1936 Conformation, Man o' War

This conformation shot was taken toward the end of Man o’ War’s stud career. Retiring from racing after his 1920 three-year-old season, he stood at stud for 22 years.

The first commentary below is featured in Turf writer B. K. Beckwith’s 1967 compilation Step and Go Together. The second, written by Frank Talmadge Phelps, appeared in the March 1960 issue of Turf and Sport Digest.


1936 Conformation, Man o' War


“Man o’ War possessed the most impressive dignity of any horse I’ve ever known…

"And there he stood, his head held high, looking over the crowd, and somehow you knew instinctively he was the greatest of them all. He was a being apart. It was almost a tangible thing, an aura of untouchable regality. You would no more have thought of walking up and putting a hand on him than you would of casually poking the Queen of England in the ribs.”

WRITTEN TASK A →
How many lines of the rows below contain the string "shrub"? Tally them with case counting as a difference, and give only the number.

DATA ENTRIES →

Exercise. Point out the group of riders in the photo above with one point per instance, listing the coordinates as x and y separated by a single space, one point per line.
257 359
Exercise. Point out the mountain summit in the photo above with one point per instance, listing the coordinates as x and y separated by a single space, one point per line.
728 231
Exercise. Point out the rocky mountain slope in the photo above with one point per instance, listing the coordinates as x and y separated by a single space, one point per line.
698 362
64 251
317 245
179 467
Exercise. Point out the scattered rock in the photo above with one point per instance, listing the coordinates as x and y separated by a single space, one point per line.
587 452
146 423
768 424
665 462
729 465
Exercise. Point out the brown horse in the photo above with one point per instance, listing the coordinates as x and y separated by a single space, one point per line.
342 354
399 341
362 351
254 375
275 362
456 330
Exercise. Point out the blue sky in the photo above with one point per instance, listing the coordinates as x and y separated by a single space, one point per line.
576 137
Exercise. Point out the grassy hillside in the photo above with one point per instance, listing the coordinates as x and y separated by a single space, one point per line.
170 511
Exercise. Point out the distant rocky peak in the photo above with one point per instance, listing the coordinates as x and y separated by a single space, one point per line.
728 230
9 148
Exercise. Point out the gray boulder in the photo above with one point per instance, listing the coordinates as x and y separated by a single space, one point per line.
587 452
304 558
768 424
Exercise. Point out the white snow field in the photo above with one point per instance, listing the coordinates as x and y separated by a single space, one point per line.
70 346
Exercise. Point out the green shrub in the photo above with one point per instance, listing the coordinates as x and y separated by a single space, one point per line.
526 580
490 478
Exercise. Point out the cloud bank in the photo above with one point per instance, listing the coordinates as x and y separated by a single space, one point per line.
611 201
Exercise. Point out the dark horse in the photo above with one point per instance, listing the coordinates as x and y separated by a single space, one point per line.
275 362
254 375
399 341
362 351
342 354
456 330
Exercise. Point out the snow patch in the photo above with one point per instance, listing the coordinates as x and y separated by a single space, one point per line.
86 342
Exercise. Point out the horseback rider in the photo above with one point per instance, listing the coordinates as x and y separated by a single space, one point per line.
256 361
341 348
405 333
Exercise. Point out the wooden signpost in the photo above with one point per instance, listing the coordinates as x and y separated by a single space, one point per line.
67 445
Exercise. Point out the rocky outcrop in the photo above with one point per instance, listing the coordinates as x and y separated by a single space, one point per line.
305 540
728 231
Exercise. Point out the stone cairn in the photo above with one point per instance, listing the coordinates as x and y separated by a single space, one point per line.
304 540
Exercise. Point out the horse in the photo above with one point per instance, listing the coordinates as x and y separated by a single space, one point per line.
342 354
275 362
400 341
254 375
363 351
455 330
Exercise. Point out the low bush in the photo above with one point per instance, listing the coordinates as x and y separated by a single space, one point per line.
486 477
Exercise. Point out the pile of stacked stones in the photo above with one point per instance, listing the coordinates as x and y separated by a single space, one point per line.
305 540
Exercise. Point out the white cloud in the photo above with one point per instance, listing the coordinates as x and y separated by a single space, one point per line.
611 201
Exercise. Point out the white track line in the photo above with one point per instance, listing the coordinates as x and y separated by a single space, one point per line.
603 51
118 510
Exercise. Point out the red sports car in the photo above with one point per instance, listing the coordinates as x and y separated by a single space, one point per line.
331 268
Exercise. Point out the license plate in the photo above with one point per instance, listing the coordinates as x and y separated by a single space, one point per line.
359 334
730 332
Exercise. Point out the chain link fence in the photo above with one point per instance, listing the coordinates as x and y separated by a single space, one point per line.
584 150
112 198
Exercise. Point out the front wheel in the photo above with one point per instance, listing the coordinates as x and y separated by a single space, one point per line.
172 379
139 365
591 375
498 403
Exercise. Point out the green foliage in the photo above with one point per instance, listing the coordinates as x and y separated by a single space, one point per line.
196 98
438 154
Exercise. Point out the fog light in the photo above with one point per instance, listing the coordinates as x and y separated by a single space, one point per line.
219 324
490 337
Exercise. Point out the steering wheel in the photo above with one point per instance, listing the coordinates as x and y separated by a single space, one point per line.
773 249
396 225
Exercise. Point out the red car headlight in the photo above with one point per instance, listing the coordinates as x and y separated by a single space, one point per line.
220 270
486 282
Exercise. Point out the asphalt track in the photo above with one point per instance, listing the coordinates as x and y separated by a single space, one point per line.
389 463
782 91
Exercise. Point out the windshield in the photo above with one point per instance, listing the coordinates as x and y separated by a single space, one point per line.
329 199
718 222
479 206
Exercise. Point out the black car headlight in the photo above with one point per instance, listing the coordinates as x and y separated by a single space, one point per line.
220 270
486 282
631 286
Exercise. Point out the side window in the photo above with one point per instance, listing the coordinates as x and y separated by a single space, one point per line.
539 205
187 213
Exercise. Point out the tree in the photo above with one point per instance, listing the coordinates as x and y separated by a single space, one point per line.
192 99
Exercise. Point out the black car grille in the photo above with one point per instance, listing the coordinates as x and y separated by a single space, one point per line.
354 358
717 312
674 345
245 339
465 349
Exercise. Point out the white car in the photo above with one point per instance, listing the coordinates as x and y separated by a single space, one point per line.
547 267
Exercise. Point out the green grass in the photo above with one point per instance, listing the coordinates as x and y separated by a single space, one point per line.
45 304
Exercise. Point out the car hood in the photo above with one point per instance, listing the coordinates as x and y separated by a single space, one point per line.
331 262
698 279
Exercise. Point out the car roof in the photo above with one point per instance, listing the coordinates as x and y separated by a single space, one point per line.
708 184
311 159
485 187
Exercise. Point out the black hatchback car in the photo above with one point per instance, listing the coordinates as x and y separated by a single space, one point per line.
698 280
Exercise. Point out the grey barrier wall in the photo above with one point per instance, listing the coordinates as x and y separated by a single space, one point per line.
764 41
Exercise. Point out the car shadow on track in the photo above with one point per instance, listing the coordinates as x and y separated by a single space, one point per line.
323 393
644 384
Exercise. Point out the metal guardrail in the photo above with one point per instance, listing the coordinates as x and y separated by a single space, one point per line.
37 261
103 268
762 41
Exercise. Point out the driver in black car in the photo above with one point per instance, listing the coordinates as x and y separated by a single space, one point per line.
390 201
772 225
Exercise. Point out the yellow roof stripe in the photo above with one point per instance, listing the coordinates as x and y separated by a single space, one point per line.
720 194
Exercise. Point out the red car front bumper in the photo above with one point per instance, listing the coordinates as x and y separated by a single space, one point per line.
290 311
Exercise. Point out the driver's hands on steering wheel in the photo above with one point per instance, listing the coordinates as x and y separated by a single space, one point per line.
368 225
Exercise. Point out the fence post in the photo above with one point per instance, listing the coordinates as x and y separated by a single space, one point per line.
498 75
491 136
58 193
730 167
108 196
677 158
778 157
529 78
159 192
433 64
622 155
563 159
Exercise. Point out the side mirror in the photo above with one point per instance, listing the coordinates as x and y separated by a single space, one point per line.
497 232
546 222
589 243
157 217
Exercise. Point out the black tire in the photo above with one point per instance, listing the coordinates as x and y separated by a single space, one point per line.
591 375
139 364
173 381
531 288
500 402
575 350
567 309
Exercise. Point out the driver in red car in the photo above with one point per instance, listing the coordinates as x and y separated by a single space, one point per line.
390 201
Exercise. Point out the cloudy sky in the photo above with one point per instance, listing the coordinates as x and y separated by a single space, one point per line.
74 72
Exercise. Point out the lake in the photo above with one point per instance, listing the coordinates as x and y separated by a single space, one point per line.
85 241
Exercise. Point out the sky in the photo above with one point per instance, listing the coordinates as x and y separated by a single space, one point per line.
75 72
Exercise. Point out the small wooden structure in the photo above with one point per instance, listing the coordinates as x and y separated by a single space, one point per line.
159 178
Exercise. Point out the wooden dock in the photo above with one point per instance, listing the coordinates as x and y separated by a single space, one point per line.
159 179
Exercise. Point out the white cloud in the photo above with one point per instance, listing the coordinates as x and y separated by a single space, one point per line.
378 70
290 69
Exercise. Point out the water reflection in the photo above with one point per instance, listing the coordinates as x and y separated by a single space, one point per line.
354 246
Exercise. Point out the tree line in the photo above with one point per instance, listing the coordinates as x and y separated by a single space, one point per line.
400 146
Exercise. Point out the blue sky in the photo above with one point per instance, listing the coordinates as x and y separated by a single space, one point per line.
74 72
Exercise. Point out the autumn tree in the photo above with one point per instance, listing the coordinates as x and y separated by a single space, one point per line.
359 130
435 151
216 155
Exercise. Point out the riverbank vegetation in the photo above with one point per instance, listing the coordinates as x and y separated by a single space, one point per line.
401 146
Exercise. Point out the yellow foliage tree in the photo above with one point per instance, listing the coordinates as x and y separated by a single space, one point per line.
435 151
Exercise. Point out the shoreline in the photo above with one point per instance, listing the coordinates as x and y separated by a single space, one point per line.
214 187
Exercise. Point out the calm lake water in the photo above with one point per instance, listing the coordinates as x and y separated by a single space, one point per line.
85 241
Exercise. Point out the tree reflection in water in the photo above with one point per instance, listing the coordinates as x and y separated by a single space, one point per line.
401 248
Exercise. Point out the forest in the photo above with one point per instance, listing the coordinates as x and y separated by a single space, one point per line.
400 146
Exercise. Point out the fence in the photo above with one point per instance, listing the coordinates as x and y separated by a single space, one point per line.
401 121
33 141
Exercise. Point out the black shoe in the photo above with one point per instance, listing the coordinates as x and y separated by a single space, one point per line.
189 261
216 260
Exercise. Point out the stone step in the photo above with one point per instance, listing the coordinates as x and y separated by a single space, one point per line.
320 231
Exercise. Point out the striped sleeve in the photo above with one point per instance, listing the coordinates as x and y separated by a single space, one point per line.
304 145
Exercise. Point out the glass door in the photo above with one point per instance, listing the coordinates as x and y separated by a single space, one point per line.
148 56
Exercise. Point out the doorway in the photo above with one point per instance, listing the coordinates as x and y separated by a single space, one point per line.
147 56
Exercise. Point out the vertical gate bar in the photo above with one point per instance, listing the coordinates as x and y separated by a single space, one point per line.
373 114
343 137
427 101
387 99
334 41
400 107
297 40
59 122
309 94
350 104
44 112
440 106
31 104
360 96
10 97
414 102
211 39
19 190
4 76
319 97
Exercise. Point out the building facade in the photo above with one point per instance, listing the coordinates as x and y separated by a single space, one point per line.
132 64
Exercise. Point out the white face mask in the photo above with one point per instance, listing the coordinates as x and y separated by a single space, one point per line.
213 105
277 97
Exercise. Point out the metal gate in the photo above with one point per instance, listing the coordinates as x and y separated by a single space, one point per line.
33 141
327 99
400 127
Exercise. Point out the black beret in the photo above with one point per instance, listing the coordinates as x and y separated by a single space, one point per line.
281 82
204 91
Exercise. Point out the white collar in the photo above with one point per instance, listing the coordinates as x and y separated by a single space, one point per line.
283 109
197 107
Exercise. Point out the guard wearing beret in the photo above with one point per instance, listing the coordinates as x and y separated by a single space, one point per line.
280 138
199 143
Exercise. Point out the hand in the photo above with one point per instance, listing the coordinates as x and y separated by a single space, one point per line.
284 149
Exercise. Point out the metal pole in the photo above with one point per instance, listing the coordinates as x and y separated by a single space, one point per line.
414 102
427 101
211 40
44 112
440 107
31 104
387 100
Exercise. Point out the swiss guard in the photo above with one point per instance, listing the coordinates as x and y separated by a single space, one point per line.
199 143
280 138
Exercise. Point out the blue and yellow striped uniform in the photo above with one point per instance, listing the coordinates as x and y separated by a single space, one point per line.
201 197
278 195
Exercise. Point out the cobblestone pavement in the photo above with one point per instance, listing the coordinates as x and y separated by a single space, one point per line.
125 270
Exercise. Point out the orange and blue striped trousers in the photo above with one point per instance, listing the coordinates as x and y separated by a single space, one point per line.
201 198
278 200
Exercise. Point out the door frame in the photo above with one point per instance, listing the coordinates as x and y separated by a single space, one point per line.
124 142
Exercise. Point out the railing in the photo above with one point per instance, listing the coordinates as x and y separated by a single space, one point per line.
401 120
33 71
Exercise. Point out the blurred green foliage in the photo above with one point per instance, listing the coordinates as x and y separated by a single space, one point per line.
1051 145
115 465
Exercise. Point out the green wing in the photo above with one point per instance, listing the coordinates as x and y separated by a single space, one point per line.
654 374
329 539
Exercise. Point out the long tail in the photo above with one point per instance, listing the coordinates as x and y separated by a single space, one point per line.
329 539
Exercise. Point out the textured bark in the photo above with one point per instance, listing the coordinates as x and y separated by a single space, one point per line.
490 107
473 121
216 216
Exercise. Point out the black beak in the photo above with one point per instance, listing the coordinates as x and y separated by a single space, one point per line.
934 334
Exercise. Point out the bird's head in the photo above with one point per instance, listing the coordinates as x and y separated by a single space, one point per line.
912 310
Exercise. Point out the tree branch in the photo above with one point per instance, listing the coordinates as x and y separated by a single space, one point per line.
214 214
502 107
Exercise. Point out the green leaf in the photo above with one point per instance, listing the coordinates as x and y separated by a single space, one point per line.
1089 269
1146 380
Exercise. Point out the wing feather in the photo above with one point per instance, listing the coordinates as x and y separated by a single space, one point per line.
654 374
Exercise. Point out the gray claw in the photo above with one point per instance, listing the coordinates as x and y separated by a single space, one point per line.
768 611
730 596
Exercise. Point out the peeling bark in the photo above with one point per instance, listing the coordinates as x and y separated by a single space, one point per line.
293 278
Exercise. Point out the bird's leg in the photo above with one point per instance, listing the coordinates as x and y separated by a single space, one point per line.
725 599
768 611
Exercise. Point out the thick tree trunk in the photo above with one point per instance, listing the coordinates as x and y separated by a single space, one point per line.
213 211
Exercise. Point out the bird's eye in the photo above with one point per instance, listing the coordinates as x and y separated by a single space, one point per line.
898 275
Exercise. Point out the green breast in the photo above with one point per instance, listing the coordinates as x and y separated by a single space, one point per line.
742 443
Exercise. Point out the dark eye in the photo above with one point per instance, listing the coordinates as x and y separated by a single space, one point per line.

WRITTEN TASK B →
Can you recast the paragraph of the Man o' War text above that begins "This conformation shot was taken" as a short list that keeps its main facts?

FULL OUTPUT A →
1

FULL OUTPUT B →
- The conformation shot was taken near the end of Man o' War's stud career.
- He retired from racing after his 1920 three-year-old season.
- He stood at stud for 22 years.